TEXT SEGMENT:
____________________
# Puppy Eating Wings



## Alaska7133 (May 26, 2011)

Hah! That reminds me of Lucy when she was small. I had no idea what to do, she was birdy and ate any wings. So I went back to my breeder who referred me to someone to help. Little Lucy thought birds were for eating not retrieving! So I made that phone call to the person my breeder referred me to. We met up and had Lucy retrieve a thawed pigeon. She was 14 weeks old. I had to pry her jaws open she had that darn pigeon so far down her throat. I learned very quickly to keep Lucy on a long line to reel her back in. We did complete her forced fetch training when she was 14 month old and eating birds stopped then. So going back to your puppy. I would definitely keep her on a light line like a very light cord or string. Enough for you to get ahold of but not too heavy that she can't drag it. 

Since you are in Dallas there are many people in that area that train. The golden club website is: Dallas-Ft. Worth Metro Golden Retriever Club Terry Thornton is with the club and very involved with field and agility. I would contact her for ideas if your breeder is too far away to help you out. Aren't baby puppies fun! They are at such a perfect age to get them onto birds.


----------



## boomers_dawn (Sep 20, 2009)

Mine did this too. In fact Gladys went postal and made some beeping and terminator noises. So we don't have to worry if they're birdy, they are.

I confirmed with our field class instructor - no more feathers or wings until they learn to hold and out. Birdy is not going away if you withold feathers or wings.
____________________
AVAILABLE DATA:
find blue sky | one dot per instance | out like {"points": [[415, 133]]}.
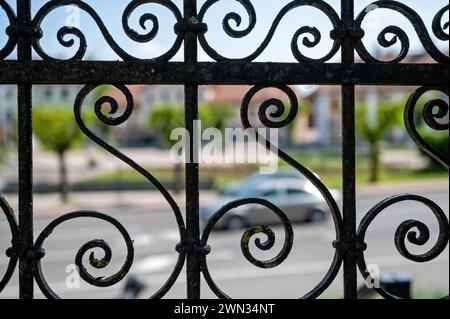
____________________
EXERCISE DETAILS:
Return the part of the thread on puppies eating wings from "Since you are" to "birdy, they are.", word for word.

RESPONSE BELOW:
Since you are in Dallas there are many people in that area that train. The golden club website is: Dallas-Ft. Worth Metro Golden Retriever Club Terry Thornton is with the club and very involved with field and agility. I would contact her for ideas if your breeder is too far away to help you out. Aren't baby puppies fun! They are at such a perfect age to get them onto birds.


----------



## boomers_dawn (Sep 20, 2009)

Mine did this too. In fact Gladys went postal and made some beeping and terminator noises. So we don't have to worry if they're birdy, they are.